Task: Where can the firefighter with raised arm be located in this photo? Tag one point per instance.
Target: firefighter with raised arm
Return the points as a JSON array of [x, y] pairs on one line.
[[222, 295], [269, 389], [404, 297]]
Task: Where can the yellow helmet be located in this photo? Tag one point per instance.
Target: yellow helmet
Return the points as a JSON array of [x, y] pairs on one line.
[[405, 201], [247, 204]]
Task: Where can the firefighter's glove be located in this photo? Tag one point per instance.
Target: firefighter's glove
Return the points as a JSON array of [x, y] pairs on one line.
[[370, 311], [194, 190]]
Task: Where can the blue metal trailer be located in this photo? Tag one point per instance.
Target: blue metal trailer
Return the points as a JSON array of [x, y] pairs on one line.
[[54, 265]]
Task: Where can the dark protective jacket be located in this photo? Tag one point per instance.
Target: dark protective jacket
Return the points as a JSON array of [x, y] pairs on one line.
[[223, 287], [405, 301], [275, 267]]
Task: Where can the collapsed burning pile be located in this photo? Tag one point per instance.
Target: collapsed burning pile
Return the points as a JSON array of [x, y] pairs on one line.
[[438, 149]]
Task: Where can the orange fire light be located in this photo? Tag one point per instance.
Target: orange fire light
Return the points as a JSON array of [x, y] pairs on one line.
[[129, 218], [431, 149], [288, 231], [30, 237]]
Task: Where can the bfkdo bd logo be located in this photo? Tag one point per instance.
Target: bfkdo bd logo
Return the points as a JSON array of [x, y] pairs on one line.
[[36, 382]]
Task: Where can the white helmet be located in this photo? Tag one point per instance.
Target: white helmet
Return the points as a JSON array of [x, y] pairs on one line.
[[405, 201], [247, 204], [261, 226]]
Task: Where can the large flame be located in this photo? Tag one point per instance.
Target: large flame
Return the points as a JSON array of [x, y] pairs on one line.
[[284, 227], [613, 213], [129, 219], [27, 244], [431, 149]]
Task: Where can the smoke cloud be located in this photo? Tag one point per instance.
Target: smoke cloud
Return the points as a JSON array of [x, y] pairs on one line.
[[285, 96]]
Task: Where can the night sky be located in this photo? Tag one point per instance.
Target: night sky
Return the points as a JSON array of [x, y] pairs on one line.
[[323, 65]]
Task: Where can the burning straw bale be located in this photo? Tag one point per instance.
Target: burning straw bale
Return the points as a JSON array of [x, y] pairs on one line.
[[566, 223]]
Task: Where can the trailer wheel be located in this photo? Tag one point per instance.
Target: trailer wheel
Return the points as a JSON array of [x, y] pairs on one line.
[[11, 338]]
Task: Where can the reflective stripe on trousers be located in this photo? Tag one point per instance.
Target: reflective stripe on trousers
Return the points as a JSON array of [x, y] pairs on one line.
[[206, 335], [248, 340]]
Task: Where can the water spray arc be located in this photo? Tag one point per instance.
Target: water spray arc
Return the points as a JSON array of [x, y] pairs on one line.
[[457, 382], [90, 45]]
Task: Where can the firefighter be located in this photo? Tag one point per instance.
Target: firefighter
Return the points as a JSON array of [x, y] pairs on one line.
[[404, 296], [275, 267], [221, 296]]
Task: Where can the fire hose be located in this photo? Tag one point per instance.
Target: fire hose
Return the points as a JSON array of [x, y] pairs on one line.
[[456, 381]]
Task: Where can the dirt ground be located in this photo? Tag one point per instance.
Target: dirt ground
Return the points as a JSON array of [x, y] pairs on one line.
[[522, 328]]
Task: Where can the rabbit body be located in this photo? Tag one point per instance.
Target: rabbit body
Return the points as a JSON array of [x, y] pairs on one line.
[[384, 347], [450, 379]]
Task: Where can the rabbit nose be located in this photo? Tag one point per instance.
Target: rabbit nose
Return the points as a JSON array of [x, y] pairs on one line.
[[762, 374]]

* * *

:: WORK REQUIRED ::
Please write out the listing above again, substituting "on a single line" for each occurrence of "on one line" and leaving every other part unchanged.

:: EXERCISE ANSWER ::
Task: Where can the firefighter with raised arm be located in this photo? Tag one point per instance.
Target: firefighter with raised arm
Return the points as a JSON array of [x, y] pairs on a single line.
[[222, 295], [269, 389], [404, 297]]
Task: Where can the yellow helmet be located in this photo? Tag one point per instance.
Target: yellow helmet
Return the points as a JSON array of [x, y] pairs on a single line.
[[405, 201], [247, 204]]
Task: Where can the firefighter's glove be located in this photo? Tag one point per instance.
Target: firefighter's glove
Return the points as a JSON array of [x, y] pairs on a single line.
[[370, 311], [194, 190]]
Task: Where can the blue metal trailer be located in this photo? Tag one point per instance.
Target: blue metal trailer
Return the points as a JSON array of [x, y] pairs on a single line.
[[54, 265]]
Task: Where can the dark protective jacket be located in this photo? Tag one point per instance.
Target: dark protective jacket
Return the points as a JSON array of [x, y] pairs on a single line.
[[223, 287], [405, 301], [275, 267]]
Task: Where can the collapsed burning pile be located in this photo? Tag one point per instance.
Target: collapsed burning pile
Return the points as a JSON array of [x, y] pairs on a single line.
[[438, 149]]
Task: Where can the orange fire light be located in this photo? Tag one point per instance.
Target: orange fire light
Return the points as a JSON array of [x, y] pairs on a single line.
[[129, 218], [431, 149], [288, 231], [30, 237]]
Task: Where can the bfkdo bd logo be located in this photo? Tag one point per instance.
Target: bfkdo bd logo
Return the points as a JSON array of [x, y] pairs on a single line.
[[36, 382]]
Task: Where can the white helmet be located in this photo? Tag one point per instance.
Target: white helmet
Return the points as a JSON array of [x, y] pairs on a single line.
[[405, 201], [247, 204], [261, 226]]
Task: Where can the large flame be located in this photo? Tag one point per instance.
Target: large flame
Return the points as a JSON array of [x, y] pairs on a single line.
[[284, 227], [613, 213], [129, 219], [27, 244], [431, 149]]
Task: Where can the smoke cloud be located in this photo? Tag one point per instance.
Target: smoke cloud
Return the points as a JSON array of [x, y] pairs on a single line.
[[285, 96]]
Task: Where can the night sky be located in this photo? Tag one point per instance.
Target: night sky
Return the points as a JSON array of [x, y] pairs on a single line.
[[323, 65]]
Task: Where can the burning straw bale be located in this photo? Tag one point per instance.
Target: burning straw bale
Return the points as a JSON array of [x, y] pairs on a single line.
[[566, 223]]
Task: Where can the trailer wheel be located in this photo? Tag one point per instance.
Target: trailer wheel
Return the points as a JSON array of [x, y] pairs on a single line.
[[11, 338]]
Task: Where can the reflective stripe on trousers be located in this photo? Tag one point per instance.
Target: reflective stripe on trousers
Return the points as a JSON array of [x, y] pairs on a single line.
[[206, 335], [248, 340]]
Task: Where can the water spray arc be located in this photo? Tag one point per instance.
Target: water spray arc
Return the points as a JSON array of [x, y] pairs on a single line.
[[457, 382], [90, 45]]
Task: Where can the firefighter be located in this photo? Tag one point per instance.
Target: firefighter
Return the points as a JSON array of [x, y] pairs on a single line.
[[404, 296], [275, 267], [221, 296]]
Task: Where can the fire hose be located in this photo? Tag one point per instance.
Target: fire hose
Return the points as a JSON array of [x, y] pairs on a single line.
[[456, 381]]
Task: Where can the dirt ground be located in this photo? Tag one point per instance.
Target: dirt ground
Return the points as a JSON array of [x, y] pairs on a single line.
[[522, 328]]
Task: Where can the rabbit body be located in this photo? Tag one point per instance.
Target: rabbit body
Return the points as a JSON array of [x, y] pairs on a single line.
[[384, 347], [450, 379]]
Task: Where can the rabbit nose be located in this photo? Tag one point per instance.
Target: rabbit nose
Return the points as a JSON array of [x, y] pairs on a single line.
[[762, 374]]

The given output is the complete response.